**Problem to solve**.
Reproduce, without any change, the part of the figure captions starting with "Figures (5)" and going on through "in this figure.".

**Text section**.
☆ ☆ ☆ ☆

This paper contains 21 sections, 8 equations, 5 figures, 4 tables.

Figures (5)

  • Figure 1: The overall architecture used in this work. The sampling modules act like a wrapper around images ($I_i$ and $I_j$) and the atlas ($I_A$) and are responsible for preparing them as input for the neural network and for applying the calculated transformations ($T_i$, $T_j$) and their inverse transformations ($T_i^{-1}$, $T_j^{-1}$). The neural network (here a U-net) calculates a stationary velocity field $v$, which is integrated into the final transformations $T_i$ and $T_i^{-1}$ by scaling and squaring. Blue arrows indicate data flow, while red and green arrows show which images are used for the similarity loss $L_{sim}$ of the general and the over-fitted model, respectively. Regularization losses are not shown in this figure.
  • Figure 2: This figure illustrates the difference in contour-based loss between a collapsing tumour region and a volume-preserved tumour evaluated in image space and atlas space for a simplified (left) and a real world (right) example. The upper part of the figure shows the images with tumour contours (blue), the deformation vector fields (DVFs) in orange and the atlas. The lower part illustrates the calculated losses in image and atlas space for the DVF that collapses the tumour and the DVF that preserves the tumour volume. The plots demonstrate that an evaluation in atlas space favours the collapse of the tumour, while when evaluating the loss in image space, the volume preservation of the tumour is preferred.
  • Figure 3: The expected (green) number of occurrences (assuming a uniform distribution) versus the measured (red) occurrences for all three centres and a combination of all three datasets. The stars indicate statistically significant differences, and the dashed line indicates the minimum number of samples required for the chi-square test. The figure shows counts only for brain areas with at least one metastasis in at least one of the three centres.
  • Figure 4: Histogram of distance to the gray-white matter junction for melanoma metastasis barycentres and randomly sampled points. The y-axis represents the density of occurrences, while the x-axis shows the distance to the gray-white matter junction. The histogram includes two curves: one for metastasis barycentres (red line) and one for randomly sampled points (blue line). Compared to random sampling, metastasis barycentres exhibit a significantly higher density within a 1–2 mm distance from the gray-white matter junction, indicating a preferential spatial distribution of melanoma metastases in this region.
  • Figure A.1: A simplified example illustrates that a collapse of the tumour region reduces the loss only when it is evaluated in atlas space, but not in image space. The orange arrows indicate the deformation vectors. When the tumour is preserved (left), no deformation is required. Due to a more irregular deformation field and therefore a higher regularization loss, the collapse of the tumour region results in a higher loss in image space compared to tumour preservation.

☆ ☆ ☆ ☆

**Data shown**.
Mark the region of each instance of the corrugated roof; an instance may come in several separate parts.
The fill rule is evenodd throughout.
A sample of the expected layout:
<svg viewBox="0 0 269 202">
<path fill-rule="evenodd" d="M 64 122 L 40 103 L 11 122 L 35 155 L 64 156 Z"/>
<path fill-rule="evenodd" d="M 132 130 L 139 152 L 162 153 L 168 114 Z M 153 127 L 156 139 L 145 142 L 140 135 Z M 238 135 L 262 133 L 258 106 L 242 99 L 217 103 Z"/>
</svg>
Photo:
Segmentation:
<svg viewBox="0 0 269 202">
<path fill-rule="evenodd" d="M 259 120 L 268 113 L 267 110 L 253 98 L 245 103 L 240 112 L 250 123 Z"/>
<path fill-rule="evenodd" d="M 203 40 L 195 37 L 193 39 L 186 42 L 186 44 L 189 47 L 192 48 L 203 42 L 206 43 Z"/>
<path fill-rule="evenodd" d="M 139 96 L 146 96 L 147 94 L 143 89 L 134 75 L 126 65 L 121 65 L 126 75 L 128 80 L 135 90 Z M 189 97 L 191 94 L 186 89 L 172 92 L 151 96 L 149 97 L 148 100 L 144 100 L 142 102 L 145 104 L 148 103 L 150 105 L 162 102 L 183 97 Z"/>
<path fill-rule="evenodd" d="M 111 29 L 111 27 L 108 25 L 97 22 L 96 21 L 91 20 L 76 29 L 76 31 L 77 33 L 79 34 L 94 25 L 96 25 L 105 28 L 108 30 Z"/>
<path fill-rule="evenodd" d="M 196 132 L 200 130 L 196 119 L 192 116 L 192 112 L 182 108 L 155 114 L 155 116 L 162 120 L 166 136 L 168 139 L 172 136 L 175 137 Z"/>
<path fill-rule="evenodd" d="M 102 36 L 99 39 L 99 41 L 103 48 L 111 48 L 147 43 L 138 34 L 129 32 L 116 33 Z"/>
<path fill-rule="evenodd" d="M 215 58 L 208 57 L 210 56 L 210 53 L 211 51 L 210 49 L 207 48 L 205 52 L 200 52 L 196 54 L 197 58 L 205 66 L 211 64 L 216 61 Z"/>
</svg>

☆ ☆ ☆ ☆

**Response to this exercise**.
Figures (5)

  • Figure 1: The overall architecture used in this work. The sampling modules act like a wrapper around images ($I_i$ and $I_j$) and the atlas ($I_A$) and are responsible for preparing them as input for the neural network and for applying the calculated transformations ($T_i$, $T_j$) and their inverse transformations ($T_i^{-1}$, $T_j^{-1}$). The neural network (here a U-net) calculates a stationary velocity field $v$, which is integrated into the final transformations $T_i$ and $T_i^{-1}$ by scaling and squaring. Blue arrows indicate data flow, while red and green arrows show which images are used for the similarity loss $L_{sim}$ of the general and the over-fitted model, respectively. Regularization losses are not shown in this figure.